Rows of box annotation data
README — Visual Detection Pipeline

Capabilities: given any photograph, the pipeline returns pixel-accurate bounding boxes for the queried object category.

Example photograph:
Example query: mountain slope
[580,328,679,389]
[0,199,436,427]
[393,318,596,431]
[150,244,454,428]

==

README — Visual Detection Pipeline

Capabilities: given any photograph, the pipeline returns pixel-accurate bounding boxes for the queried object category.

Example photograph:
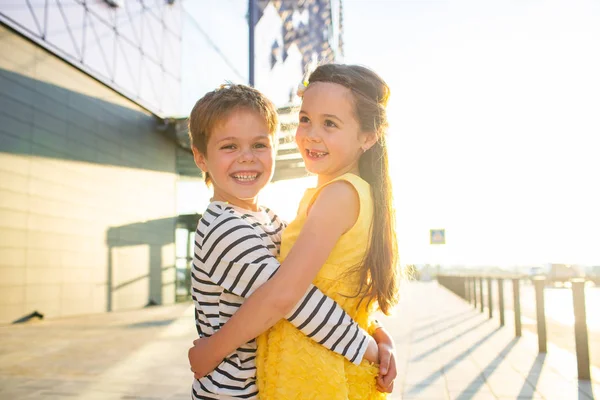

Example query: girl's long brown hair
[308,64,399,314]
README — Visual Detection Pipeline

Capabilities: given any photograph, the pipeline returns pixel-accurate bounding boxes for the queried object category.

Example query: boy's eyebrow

...

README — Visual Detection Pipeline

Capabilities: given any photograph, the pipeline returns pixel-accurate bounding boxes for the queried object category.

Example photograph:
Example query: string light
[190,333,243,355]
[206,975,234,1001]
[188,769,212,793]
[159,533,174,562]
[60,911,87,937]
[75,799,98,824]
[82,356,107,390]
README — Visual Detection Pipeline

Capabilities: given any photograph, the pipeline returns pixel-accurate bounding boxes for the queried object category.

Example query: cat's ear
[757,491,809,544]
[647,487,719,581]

◆ **EXERCISE BRIEF**
Count the lines in the records above that contain the string "query", treating uppercase and lowercase letters as different. Reply with the number only.

◆ **EXPECTED OUTPUT**
5